### Directive
Count the lines in the records below that contain the string "player", with case mattering, and reply with the number alone.

### Data rows
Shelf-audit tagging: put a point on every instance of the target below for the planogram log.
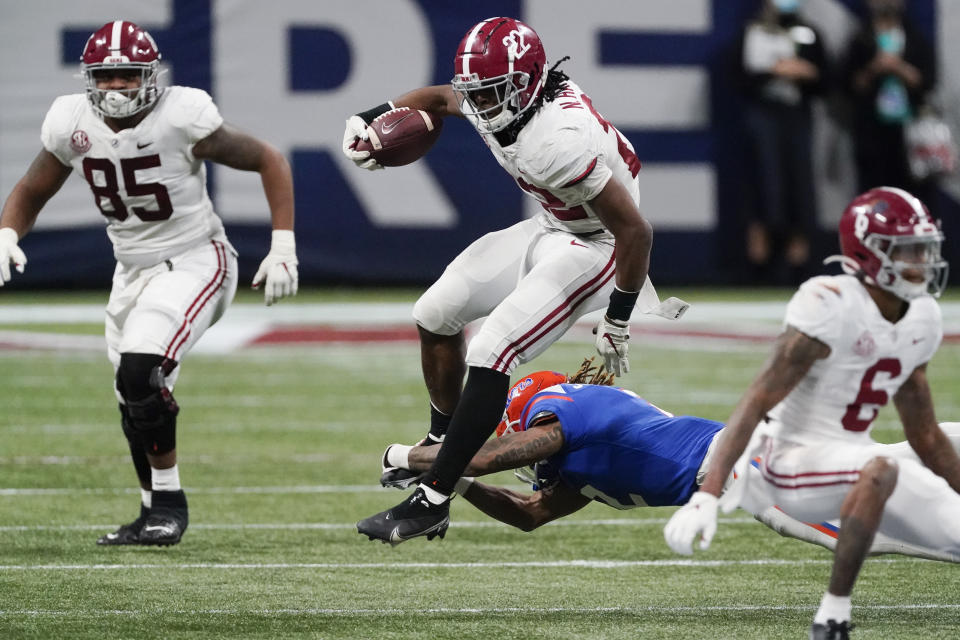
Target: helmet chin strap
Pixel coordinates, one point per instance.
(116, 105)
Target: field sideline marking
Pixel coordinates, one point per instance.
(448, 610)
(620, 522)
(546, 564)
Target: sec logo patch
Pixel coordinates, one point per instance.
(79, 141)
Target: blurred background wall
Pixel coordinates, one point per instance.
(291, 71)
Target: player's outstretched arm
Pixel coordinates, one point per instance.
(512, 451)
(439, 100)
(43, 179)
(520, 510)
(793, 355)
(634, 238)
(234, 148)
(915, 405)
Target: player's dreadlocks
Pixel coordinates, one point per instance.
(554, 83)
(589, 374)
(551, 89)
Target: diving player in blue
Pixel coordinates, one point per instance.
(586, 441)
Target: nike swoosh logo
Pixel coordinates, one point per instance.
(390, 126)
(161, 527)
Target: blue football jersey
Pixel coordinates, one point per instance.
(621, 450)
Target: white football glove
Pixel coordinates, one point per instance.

---

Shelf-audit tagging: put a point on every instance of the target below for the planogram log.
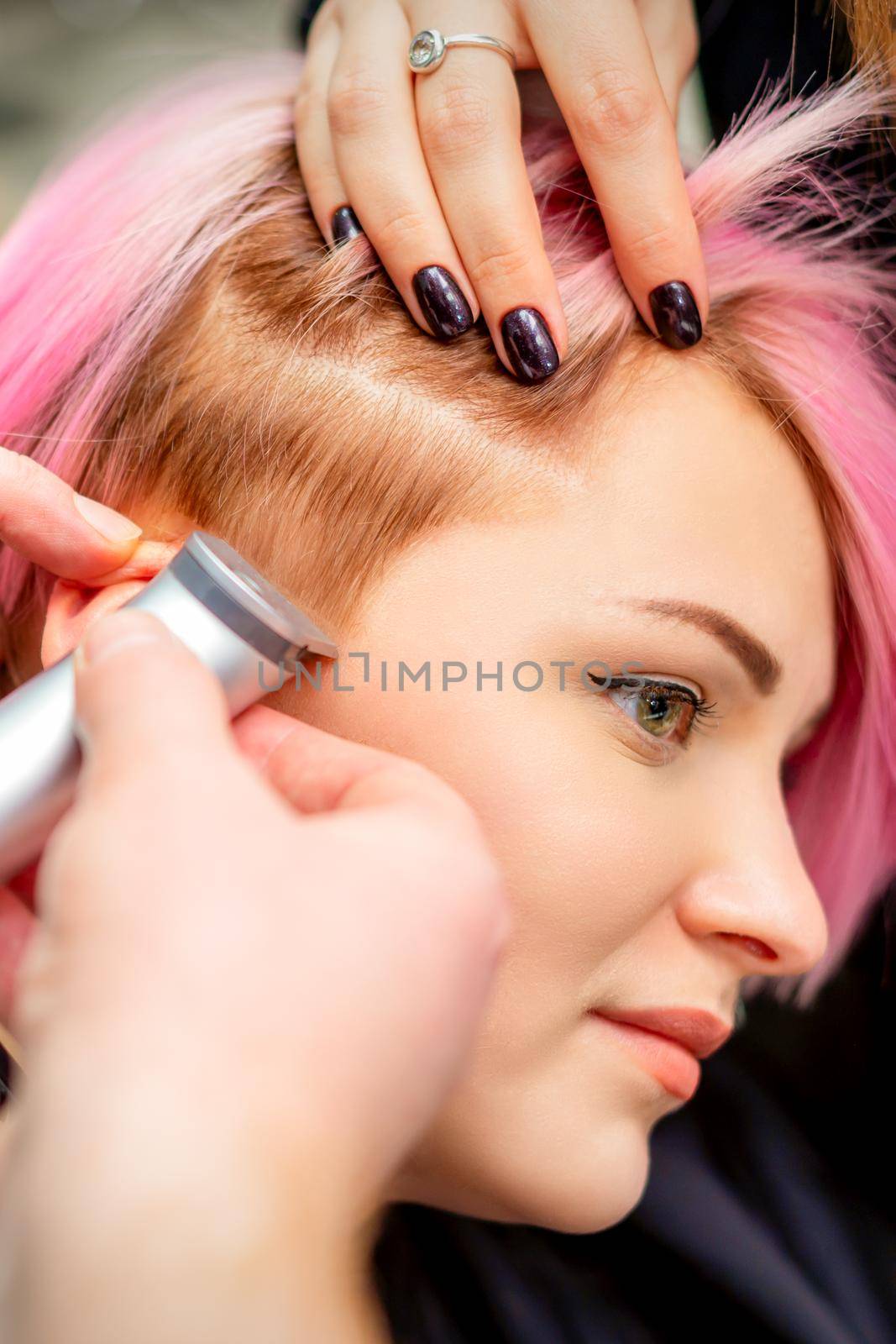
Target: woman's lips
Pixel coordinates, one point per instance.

### Output of the task
3